Problems to work on
1. List every dialect-prefixed operation name that appears in the code sample of the linalg canonicalization thread, in order of first appearance.
2. Retype everything in the entries from the line containing "TARGET: yellow and gray striped shirt" down to the final line of the entries, inclusive.

[mlir][linalg] `EraseIdentityGenericOp` canonicalization pattern

Hey, one of the linalg::genericOp canonicalizations patterns is EraseIdentityGenericOp which is removing the linalg generic op if it meets the two conditions:

  1. all of the iterator types are parallel.
  2. the body has only one linalg.yield.

When running the linalg.generic canonicalization’s patterns on an Identity linalg.generic which one of its output operand is a result of bufferization.alloc_tensor() It’s still erasing my generic op. Although, the alloc_tensor() op indicates a new bufferization/materialized tensor.

would attach an example for my code

func.func @slice_kernel(%arg0: tensor<4x4x4x4xf32>) -> (tensor<1x4x4x4xf32>){
  %extracted_slice = tensor.extract_slice %arg0[0, 0, 0, 0] [1, 4, 4, 4] [1, 1, 1, 1] : tensor<4x4x4x4xf32> to tensor<4x4x4xf32>
  %0 = bufferization.alloc_tensor() : tensor<1x4x4x4xf32>
  %1 = linalg.generic {indexing_maps = [affine_map<(d0,d1,d2,d3) -> (d0,d1,d2,d3)>, affine_map<(d0,d1,d2,d3) -> (d0,d1,d2,d3)>], iterator_types = ["parallel","parallel","parallel","parallel"]} ins(%extracted_slice : tensor<1x4x4x4xf32>) outs(%0 : tensor<1x4x4x4xf32>) {
  ^bb0(%in: f32, %out: f32):
    linalg.yield %in : f32
  } -> tensor<1x4x4x4xf32>
  return %1 : tensor<1x4x4x4xf32>
}

I expect not removing this linalg.generic since it’s not a default/redundant copy, shouldn’t the RewritePattern checks this case and fail in this case?

Thanks,

Maybe your program is a simpler representation of what your real problem is but as stated, it does make sense to me that %1 is replaced with %0. Essentially they are the same value, cause the second operation is just doing a copy, and removing the unnecessary copy makes sense to me.
(Also as written your repro should fail verification since the tensor type of %1 is not consistent, but that might just be a typo).

Hey,
thanks for your reply Mahesh It’s indeed a typo (just edited manually my mlir code to make it simpler, modified it).
Removing this copy should not change the program behavior (since the user intended to allocate a new buffer for this tensor)?

The concept of « buffer for a tensor » isn’t really well defined: tensors are immutable value-based entities.

Dataset
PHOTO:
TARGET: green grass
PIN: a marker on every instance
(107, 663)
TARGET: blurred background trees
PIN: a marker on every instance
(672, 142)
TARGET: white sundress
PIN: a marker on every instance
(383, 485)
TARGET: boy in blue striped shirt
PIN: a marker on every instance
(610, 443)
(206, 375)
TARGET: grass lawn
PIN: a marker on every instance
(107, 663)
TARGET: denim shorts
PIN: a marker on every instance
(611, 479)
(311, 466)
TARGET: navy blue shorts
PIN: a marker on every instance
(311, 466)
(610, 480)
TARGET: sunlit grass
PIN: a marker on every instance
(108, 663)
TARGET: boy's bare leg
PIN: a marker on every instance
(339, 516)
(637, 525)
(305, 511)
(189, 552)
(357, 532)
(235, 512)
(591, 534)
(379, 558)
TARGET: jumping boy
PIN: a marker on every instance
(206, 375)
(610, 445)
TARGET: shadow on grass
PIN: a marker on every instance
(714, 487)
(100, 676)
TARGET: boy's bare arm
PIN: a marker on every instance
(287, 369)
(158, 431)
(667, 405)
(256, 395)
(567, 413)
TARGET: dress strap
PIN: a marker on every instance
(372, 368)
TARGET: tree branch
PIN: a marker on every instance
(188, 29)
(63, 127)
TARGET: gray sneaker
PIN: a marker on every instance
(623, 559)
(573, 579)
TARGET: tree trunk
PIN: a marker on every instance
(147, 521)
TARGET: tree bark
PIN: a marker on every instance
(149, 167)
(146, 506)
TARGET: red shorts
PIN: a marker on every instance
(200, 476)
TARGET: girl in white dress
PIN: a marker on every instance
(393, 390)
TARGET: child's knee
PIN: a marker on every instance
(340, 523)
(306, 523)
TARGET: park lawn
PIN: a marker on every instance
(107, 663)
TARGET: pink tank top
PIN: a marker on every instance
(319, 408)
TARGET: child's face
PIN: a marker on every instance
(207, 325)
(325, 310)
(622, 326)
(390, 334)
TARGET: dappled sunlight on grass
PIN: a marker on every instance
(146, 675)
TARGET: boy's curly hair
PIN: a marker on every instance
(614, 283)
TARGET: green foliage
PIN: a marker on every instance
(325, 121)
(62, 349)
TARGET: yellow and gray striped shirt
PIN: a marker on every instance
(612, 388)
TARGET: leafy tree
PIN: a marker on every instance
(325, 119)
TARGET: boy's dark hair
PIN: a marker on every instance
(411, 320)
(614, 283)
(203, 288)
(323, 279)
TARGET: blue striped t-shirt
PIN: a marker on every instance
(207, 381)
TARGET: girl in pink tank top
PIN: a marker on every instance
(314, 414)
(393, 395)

Exercise results
1.
func.func
tensor.extract_slice
bufferization.alloc_tensor
linalg.generic
linalg.yield

2.
TARGET: yellow and gray striped shirt
PIN: a marker on every instance
(612, 388)
TARGET: leafy tree
PIN: a marker on every instance
(325, 119)
TARGET: boy's dark hair
PIN: a marker on every instance
(411, 320)
(614, 283)
(203, 288)
(323, 279)
TARGET: blue striped t-shirt
PIN: a marker on every instance
(207, 381)
TARGET: girl in pink tank top
PIN: a marker on every instance
(314, 414)
(393, 395)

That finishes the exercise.